■ Data for this task ■
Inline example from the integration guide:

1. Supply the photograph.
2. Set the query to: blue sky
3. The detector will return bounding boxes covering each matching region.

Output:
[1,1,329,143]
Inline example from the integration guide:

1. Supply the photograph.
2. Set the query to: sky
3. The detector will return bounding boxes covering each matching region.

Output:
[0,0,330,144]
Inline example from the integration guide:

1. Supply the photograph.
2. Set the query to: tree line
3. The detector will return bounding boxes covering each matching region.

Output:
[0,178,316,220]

■ Aim ■
Update the data above by replacing each "detector" with "locator" and leaving everything else unchanged.

■ Worked solution ■
Inline example from the integration guide:

1. Supply the photograph.
2. Set the query to: blue sky
3. The locator will return bounding boxes covering each matching region.

Output:
[1,1,329,143]
Inline example from the integration guide:

1. Supply the photograph.
2. Set the query to: sky
3. The locator will return bounding boxes covering each matching region.

Output:
[0,0,330,144]
Inline example from the integration guide:

1. Supply the photograph.
2. Set the query to: tree line
3. The locator will return bounding boxes covering each matching region.

Output:
[0,178,316,220]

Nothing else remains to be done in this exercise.